_Saved data entries_
——

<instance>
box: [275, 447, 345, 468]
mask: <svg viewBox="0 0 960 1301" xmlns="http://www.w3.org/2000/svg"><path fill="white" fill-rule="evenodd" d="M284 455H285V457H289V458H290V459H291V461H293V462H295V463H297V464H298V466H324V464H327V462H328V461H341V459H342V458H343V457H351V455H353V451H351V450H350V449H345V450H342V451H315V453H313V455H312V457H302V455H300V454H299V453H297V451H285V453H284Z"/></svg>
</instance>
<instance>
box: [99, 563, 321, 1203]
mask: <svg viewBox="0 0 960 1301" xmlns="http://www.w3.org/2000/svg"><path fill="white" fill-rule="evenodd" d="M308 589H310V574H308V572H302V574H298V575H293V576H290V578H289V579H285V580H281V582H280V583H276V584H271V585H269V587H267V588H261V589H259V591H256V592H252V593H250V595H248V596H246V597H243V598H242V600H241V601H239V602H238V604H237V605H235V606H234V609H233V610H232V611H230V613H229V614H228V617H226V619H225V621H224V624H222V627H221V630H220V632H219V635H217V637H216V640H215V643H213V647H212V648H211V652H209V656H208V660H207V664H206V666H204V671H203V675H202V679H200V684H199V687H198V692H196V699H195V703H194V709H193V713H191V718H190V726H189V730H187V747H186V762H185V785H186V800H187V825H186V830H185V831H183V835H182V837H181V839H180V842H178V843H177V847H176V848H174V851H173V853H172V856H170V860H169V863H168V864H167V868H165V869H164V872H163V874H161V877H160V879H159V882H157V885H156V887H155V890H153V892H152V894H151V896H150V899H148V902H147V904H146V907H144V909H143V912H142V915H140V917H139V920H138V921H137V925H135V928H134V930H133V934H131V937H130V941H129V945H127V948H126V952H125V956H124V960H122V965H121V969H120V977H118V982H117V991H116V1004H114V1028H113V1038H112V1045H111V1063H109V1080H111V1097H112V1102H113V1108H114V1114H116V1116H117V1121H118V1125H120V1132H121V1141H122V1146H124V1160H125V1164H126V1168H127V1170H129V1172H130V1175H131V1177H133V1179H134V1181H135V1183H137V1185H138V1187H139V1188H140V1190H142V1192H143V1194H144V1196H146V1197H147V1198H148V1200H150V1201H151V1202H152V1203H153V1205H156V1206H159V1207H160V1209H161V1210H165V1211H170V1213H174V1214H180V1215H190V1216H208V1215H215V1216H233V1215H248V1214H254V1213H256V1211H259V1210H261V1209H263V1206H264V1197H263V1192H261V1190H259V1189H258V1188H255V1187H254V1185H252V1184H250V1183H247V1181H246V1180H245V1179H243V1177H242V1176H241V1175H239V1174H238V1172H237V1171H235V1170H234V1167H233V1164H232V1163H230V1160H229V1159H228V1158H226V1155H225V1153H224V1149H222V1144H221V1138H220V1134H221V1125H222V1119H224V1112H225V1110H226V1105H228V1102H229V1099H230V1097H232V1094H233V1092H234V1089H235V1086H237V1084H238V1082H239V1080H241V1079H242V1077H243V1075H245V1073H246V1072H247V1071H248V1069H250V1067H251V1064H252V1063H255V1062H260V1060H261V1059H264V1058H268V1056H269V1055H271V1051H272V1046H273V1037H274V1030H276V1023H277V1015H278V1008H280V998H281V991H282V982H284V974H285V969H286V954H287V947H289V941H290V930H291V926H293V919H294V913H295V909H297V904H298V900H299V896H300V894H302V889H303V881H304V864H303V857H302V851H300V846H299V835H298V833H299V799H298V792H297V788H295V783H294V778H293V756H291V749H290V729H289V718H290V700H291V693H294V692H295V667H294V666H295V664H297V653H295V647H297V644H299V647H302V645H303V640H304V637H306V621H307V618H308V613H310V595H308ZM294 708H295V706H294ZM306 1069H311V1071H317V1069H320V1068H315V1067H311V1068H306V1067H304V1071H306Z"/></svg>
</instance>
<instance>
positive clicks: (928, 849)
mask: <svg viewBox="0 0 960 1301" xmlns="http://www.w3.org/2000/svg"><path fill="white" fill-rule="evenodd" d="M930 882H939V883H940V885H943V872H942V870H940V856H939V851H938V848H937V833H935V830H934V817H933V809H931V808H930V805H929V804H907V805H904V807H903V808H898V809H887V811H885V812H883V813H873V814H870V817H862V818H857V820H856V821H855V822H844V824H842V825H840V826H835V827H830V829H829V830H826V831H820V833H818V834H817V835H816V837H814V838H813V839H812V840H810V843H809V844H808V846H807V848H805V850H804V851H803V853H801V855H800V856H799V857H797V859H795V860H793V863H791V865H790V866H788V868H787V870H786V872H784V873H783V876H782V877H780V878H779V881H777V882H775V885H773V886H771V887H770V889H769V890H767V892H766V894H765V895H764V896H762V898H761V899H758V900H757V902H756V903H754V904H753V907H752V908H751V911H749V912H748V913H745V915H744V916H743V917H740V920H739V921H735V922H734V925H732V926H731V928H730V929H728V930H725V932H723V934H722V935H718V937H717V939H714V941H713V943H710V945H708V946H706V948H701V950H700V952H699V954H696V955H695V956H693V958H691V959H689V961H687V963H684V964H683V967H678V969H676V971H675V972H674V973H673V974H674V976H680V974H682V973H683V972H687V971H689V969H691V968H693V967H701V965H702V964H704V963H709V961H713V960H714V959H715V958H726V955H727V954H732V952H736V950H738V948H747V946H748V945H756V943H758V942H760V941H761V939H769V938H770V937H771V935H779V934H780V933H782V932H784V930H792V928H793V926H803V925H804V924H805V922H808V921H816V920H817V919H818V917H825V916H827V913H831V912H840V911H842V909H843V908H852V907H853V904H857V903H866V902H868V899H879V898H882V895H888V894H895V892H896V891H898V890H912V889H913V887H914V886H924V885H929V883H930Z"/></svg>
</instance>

——

_EXERCISE BRIEF_
Reproduce the records from their start through the line containing "box: [99, 563, 321, 1203]", with both ends included.

_ANSWER SECTION_
<instance>
box: [275, 447, 345, 468]
mask: <svg viewBox="0 0 960 1301" xmlns="http://www.w3.org/2000/svg"><path fill="white" fill-rule="evenodd" d="M284 455H285V457H289V458H290V459H291V461H293V462H295V463H297V464H298V466H324V464H327V462H328V461H341V459H342V458H343V457H351V455H353V451H351V450H350V449H345V450H342V451H315V453H313V455H312V457H302V455H300V454H299V453H297V451H285V453H284Z"/></svg>
</instance>
<instance>
box: [99, 563, 321, 1203]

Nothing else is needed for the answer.